**PROBLEM REQUIREMENTS**
Could you render every line of the items, from the very first through the line containing "300 136 L 280" (both included), as a Markdown table with the columns Row and Line, skipping blank lines?
>>>
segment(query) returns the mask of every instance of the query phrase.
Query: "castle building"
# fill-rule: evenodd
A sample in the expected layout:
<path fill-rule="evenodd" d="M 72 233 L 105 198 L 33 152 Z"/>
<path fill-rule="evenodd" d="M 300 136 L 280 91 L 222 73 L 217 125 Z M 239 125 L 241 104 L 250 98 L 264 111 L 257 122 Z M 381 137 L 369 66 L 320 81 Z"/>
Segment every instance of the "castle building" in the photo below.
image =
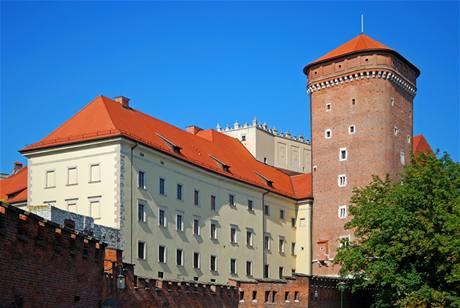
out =
<path fill-rule="evenodd" d="M 96 97 L 41 141 L 0 200 L 47 204 L 119 230 L 141 277 L 226 283 L 338 275 L 354 187 L 397 179 L 420 71 L 361 34 L 304 68 L 311 144 L 266 124 L 183 130 Z M 26 196 L 27 195 L 27 196 Z"/>
<path fill-rule="evenodd" d="M 304 68 L 310 94 L 313 273 L 337 275 L 335 251 L 354 187 L 372 175 L 397 179 L 410 160 L 413 100 L 420 71 L 361 34 Z"/>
<<<
**ANSWER FOR THIS EXERCISE**
| Row | Line |
|---|---|
| 1 | segment(query) returns the mask of every instance of the query phrase. |
| 2 | Query: "castle building" |
| 3 | # fill-rule: evenodd |
| 4 | A sample in the expected layout: |
| 5 | <path fill-rule="evenodd" d="M 72 233 L 105 198 L 33 152 Z"/> |
| 6 | <path fill-rule="evenodd" d="M 300 136 L 280 91 L 222 73 L 217 125 Z M 239 125 L 241 104 L 250 98 L 264 111 L 257 122 Z M 381 137 L 369 66 L 320 81 Z"/> |